== Excerpted text
Sara McClelland and Emma Pollackov’25 conduct microdissections on tadpoles for research into the effects of microplastics on animal physiology.

We eat, drink, and breathe them—plastics.

Microplastics (pieces of plastic no bigger than a grain of rice) and nanoplastics (not visible to the naked eye) are in our food, water, and air. Several studies have confirmed that these plastics have infiltrated our lungs, kidneys, livers, and brains, among other organs, and recent research that compared human autopsy samples from 2016 with those from 2024 saw a 50 percent increase in plastics concentration.

While experts speculate about the health effects of these ingested and absorbed micro- and nanoplastics, very little research has been done on the potential health hazards. Sara McClelland, associate professor of biological sciences, has received a $500,846 grant to do just that.

McClelland and her research students are examining the effects of plastics on Lithbates (Rana) pipiens, the Northern Leopard Frog tadpole.

The grant was awarded by the National Science Foundation’s program Building Research Capacity of New Faculty in Biology (BRC-BIO). It funds McClelland’s project—“BRC-BIO: Undergraduate Researchers Investigating the Biological Effects of Environmental Microplastics”—over the next three years.

McClelland describes herself as an ecological physiologist. “I like to understand how the environment is impacting the way the body works,” she says. “There are a lot of open-ended questions regarding the impact of microplastics, and I started work on these questions here at Moravian two years ago.”

McClelland tells the story of when she asked her research student at the time to look through the primary literature for work that had been published on the effects of microplastics on the body. At their meeting the following week, he told her that he couldn’t find anything and wondered if he was using the correct search terms. “We looked through Google Scholar and searched all the databases Reeves Library has to offer—nothing,” says McClelland. “I reached out to some colleagues and people in the field who do some work with microplastics. They said, ‘No one’s done that research.’”

Research students Emma Pollackov ’25 and Santoshi Mutyala ’25 view a tadpole brain to look for macroscopic structural changes.

And so began McClelland’s pioneering research and the path to her grant.

She and her research students are working with tadpoles as they develop into juvenile frogs, which she explains are often used in the study of human development because they undergo similar developmental processes. McClelland’s team is exposing tadpoles to different levels of microplastics that humans are commonly exposed to in food, water, and the air.
====
== Study material
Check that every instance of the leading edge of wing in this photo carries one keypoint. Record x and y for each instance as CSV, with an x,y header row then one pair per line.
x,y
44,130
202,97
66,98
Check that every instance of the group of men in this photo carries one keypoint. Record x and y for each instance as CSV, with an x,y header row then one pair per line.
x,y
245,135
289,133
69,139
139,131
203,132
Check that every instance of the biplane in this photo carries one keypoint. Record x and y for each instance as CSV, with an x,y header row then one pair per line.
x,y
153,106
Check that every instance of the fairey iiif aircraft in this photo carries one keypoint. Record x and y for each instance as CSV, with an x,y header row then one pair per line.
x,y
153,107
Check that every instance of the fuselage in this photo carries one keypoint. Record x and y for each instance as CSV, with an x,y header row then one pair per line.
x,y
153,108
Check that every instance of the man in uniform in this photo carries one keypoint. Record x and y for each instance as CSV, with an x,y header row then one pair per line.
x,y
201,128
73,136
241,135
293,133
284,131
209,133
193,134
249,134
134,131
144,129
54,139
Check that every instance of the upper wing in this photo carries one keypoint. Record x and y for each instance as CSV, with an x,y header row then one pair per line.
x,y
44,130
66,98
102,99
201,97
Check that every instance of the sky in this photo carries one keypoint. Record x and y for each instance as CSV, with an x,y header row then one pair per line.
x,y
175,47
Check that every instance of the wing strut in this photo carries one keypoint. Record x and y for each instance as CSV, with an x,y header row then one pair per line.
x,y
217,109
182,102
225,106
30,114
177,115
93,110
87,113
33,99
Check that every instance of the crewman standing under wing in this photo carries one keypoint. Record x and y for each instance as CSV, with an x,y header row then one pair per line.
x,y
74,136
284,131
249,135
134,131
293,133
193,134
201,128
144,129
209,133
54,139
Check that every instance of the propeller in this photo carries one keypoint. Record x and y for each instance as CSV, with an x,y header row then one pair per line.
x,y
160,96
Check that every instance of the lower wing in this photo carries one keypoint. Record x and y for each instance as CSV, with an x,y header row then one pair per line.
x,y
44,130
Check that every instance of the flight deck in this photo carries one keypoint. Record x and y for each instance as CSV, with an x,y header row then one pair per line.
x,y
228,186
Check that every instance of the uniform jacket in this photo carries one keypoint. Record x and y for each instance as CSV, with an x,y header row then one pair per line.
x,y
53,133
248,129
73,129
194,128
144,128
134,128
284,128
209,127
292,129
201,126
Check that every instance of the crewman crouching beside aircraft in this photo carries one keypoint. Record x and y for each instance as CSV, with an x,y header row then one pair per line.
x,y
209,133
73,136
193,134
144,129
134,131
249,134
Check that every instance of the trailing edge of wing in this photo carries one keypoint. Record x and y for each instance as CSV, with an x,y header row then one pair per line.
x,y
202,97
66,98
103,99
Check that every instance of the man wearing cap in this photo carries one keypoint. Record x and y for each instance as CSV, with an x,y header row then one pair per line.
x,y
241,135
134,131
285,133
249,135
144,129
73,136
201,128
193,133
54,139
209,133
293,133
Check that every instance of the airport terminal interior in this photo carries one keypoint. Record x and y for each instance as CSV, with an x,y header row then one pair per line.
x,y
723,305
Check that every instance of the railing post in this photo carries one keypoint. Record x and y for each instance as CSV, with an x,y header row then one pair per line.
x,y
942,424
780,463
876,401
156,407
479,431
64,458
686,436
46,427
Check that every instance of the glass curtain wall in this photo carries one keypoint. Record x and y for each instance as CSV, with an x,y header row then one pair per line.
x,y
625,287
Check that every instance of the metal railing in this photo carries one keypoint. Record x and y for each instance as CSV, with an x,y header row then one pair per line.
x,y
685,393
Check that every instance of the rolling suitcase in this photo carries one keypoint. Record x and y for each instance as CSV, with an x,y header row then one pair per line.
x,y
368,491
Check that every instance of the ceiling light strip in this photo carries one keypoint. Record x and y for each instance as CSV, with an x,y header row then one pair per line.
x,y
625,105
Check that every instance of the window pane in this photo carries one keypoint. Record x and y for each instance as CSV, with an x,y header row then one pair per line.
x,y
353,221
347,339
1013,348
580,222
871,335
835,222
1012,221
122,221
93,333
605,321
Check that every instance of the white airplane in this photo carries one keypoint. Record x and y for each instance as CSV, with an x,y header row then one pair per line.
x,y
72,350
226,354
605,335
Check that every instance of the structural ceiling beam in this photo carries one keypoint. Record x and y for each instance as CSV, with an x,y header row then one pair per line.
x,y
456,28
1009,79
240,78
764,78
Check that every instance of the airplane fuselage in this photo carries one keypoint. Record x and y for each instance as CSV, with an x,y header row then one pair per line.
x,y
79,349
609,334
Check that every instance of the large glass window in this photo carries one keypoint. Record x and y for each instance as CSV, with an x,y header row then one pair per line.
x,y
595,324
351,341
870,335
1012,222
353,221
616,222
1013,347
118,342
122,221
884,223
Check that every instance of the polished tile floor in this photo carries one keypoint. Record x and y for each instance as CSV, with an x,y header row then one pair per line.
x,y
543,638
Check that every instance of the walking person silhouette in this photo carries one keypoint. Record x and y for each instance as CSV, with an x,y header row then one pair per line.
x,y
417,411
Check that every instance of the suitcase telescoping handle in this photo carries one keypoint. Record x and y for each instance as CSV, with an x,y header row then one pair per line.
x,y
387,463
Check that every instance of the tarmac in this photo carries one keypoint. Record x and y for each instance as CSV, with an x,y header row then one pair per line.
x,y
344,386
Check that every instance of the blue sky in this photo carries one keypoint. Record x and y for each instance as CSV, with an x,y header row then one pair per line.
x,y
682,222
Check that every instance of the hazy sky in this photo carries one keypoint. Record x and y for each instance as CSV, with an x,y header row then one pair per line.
====
■ Tasks to carry out:
(a) According to the microplastics article, what species of tadpole are McClelland and her students studying?
(b) Write the next part of the microplastics article, picking up after its final sentence.

■ Exercise answers:
(a) Lithbates (Rana) pipiens, the Northern Leopard Frog.

(b)
“Right now, I am looking at how microplastics impact the digestive system, in particular the anatomy of the digestive tract, as well as the microbiome, which can have significant effects on the brain,” McClelland says. “We’ll also use fluorescent microplastics to see where the microplastics end up in the body.”

Santoshi Mutyala ’25, Sara McClelland, and Madelene Grullon ’25 stand with the poster the students presented at a Joint Meeting of Ichthyologists and Herpetologists.

The grant also funds a considerable amount of student research, SOAR projects, and travel to conferences. Taking students to conferences to present their work is one of the highlights of McClelland’s role at Moravian. “They get very nervous because they will be in front of professional scientists, but they come away from these events so energized and much more confident about being scientists. After they give their presentation, they are asked questions by scientists they don’t know, and they are able to hold conversations about their research. They come up to me and say, ‘Dr. McClelland, I knew the answers to their questions. We had actual conversations about the research!’”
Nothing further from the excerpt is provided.